WRITTEN TASKS –
- A) Reproduce the passage on marketing KPIs word for word, starting at "Because KPIs are" and ending at "identify that problem.".
- B) In the passage on marketing KPIs, what can KPIs act as to make sure a campaign is fully developed?
====== SUPPLIED PASSAGE
Marketing KPIs can help you to clarify the entire process of developing, executing and analyzing your marketing campaigns. That’s because, if you want to use KPIs, you’ll first have to define:
- What your actual goals are for this campaign
- How you’re going to measure success for those goals
- Specifically how you plan to achieve those goals
- Which metrics are actually relevant when analyzing this project
In other words, KPIs can act as an early gut-check to make sure your campaign is fully developed. Identifying your KPIs means you know what success looks like for that project, and can then make sure that your strategy is tailored toward it.
Because KPIs are tied to the goals of a campaign, they can also help your team align and prioritize more effectively. Once you’re executing the campaign, they can even help you to self-evaluate, and if you face unexpected challenges and need to update your strategy accordingly, monitoring your marketing KPIs will help you to identify that problem.
============
====== LISTING
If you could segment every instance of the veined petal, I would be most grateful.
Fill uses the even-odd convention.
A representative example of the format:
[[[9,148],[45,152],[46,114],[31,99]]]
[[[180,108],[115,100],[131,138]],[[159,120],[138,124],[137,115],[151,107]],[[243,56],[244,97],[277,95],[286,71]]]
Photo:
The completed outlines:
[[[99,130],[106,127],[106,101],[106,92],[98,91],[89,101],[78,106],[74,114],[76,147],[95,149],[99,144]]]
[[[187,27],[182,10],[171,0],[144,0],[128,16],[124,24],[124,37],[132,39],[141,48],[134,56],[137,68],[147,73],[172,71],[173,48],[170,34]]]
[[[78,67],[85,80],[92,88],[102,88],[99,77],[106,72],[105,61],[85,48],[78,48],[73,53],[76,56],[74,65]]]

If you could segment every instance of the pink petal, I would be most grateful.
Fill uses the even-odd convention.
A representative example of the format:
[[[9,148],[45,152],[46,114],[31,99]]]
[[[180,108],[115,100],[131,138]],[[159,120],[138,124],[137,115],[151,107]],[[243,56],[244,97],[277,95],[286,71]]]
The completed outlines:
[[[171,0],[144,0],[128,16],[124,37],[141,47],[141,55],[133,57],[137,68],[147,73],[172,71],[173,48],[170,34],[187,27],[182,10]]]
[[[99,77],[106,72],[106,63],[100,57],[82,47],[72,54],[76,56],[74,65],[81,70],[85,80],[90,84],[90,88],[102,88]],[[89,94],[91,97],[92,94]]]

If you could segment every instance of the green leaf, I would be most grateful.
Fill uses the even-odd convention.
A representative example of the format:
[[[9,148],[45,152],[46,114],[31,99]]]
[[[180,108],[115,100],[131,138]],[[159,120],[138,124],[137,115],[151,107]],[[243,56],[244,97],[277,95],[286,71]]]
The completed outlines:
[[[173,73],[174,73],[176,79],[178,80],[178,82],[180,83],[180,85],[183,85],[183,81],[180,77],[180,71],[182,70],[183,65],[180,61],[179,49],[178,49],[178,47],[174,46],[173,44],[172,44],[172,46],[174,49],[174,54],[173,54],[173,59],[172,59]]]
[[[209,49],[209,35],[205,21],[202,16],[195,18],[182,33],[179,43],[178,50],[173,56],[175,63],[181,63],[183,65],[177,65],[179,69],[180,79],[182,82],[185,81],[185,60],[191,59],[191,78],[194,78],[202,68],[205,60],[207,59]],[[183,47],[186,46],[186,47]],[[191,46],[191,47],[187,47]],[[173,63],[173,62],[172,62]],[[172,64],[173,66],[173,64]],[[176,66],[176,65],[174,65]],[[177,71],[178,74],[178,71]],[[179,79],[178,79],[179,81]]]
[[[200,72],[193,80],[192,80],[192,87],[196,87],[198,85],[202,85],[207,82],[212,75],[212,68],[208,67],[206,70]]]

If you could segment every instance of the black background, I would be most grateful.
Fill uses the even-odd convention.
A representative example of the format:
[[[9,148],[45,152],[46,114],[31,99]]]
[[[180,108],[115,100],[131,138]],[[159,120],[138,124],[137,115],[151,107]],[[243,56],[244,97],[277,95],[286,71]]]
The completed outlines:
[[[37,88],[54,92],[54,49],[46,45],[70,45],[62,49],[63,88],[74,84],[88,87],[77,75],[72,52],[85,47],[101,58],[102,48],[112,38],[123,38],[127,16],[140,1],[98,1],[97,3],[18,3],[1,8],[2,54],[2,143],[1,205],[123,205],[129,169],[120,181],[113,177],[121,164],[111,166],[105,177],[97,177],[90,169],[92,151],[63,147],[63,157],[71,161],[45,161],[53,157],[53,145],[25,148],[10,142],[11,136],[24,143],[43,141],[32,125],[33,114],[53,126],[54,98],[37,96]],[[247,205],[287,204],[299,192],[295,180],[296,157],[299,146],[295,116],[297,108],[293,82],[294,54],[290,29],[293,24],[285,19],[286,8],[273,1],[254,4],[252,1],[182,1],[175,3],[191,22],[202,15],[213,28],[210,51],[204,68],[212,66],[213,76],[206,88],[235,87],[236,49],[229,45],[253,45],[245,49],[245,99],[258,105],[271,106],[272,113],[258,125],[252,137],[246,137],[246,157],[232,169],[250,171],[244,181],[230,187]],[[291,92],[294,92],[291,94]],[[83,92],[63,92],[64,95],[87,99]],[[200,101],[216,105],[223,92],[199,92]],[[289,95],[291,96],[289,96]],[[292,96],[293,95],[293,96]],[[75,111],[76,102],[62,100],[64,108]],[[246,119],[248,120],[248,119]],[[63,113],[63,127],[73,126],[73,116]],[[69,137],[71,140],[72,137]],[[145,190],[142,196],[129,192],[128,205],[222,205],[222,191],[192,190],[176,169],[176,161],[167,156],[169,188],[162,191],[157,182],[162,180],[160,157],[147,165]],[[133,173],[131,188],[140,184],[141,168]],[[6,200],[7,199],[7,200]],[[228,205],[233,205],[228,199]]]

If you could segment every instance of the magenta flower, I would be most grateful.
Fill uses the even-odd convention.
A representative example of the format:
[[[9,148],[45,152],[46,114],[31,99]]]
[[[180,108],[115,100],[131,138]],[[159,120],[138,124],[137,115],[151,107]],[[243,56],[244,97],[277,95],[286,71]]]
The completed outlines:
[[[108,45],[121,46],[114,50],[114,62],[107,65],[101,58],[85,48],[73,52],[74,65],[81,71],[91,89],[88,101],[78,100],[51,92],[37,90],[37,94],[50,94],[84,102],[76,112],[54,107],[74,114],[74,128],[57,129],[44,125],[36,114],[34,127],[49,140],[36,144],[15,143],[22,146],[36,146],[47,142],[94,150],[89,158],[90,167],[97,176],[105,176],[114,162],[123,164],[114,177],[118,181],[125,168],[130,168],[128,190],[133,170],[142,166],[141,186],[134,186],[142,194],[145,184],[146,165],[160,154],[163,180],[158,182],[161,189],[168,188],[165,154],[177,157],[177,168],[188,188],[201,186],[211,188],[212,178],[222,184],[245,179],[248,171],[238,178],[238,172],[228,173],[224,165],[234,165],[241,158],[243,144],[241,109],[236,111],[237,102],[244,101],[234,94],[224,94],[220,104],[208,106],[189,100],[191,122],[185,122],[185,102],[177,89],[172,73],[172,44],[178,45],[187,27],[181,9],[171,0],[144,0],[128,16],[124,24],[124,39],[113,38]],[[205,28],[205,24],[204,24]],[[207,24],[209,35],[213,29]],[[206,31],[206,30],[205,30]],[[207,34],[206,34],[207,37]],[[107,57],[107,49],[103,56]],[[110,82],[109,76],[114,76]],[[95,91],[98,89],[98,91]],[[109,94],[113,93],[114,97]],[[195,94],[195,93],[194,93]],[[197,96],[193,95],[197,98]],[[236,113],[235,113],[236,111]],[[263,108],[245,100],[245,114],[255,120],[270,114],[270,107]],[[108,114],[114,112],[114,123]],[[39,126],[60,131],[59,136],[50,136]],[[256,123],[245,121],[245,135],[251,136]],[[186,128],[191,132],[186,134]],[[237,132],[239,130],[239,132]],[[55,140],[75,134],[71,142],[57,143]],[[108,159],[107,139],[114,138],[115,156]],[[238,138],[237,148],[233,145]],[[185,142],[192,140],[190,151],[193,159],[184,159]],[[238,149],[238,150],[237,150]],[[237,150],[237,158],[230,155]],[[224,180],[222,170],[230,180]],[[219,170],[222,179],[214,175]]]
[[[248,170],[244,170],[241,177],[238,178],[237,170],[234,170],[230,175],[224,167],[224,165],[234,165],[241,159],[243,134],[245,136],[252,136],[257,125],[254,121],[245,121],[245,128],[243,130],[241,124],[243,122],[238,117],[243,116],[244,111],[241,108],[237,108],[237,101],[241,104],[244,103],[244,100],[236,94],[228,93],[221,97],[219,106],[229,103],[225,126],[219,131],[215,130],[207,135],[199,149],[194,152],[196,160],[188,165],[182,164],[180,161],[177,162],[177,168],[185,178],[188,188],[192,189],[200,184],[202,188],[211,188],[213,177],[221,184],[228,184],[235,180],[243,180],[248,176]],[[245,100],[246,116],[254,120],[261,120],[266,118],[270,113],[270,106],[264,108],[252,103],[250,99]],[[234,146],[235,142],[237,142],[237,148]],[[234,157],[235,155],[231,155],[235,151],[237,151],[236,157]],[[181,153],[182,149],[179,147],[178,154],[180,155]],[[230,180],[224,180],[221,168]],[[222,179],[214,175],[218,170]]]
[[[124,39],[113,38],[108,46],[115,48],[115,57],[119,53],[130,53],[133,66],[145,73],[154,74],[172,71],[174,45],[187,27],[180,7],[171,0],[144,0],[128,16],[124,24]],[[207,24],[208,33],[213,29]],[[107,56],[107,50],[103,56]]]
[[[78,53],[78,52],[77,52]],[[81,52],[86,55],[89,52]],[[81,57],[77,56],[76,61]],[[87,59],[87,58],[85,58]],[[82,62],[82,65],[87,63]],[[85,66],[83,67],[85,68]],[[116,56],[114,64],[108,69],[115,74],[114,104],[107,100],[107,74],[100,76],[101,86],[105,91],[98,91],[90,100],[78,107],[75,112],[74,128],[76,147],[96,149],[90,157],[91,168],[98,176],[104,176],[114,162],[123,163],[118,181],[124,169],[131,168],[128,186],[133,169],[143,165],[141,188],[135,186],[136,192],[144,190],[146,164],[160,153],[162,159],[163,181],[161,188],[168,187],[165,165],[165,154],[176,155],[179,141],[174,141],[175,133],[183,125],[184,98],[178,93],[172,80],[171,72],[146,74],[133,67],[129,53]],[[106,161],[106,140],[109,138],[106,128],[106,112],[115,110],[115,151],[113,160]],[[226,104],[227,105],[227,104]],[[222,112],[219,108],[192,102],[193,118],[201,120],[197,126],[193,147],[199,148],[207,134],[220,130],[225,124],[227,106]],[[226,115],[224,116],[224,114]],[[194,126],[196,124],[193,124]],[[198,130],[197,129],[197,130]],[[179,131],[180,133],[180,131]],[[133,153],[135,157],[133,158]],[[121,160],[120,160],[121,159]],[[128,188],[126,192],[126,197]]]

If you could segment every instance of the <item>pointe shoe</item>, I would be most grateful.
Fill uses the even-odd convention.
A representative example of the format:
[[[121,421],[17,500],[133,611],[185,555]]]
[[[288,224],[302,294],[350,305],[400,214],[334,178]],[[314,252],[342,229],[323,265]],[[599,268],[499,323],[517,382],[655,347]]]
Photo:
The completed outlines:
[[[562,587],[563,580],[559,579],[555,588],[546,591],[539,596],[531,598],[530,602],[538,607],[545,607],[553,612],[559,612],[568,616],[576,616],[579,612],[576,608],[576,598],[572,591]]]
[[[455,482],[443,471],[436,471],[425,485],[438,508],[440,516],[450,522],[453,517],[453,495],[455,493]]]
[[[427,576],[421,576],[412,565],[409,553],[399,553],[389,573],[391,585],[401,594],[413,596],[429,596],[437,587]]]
============
COMPLETE ANSWERS –
- A)
Because KPIs are tied to the goals of a campaign, they can also help your team align and prioritize more effectively. Once you’re executing the campaign, they can even help you to self-evaluate, and if you face unexpected challenges and need to update your strategy accordingly, monitoring your marketing KPIs will help you to identify that problem.

- B) An early gut-check.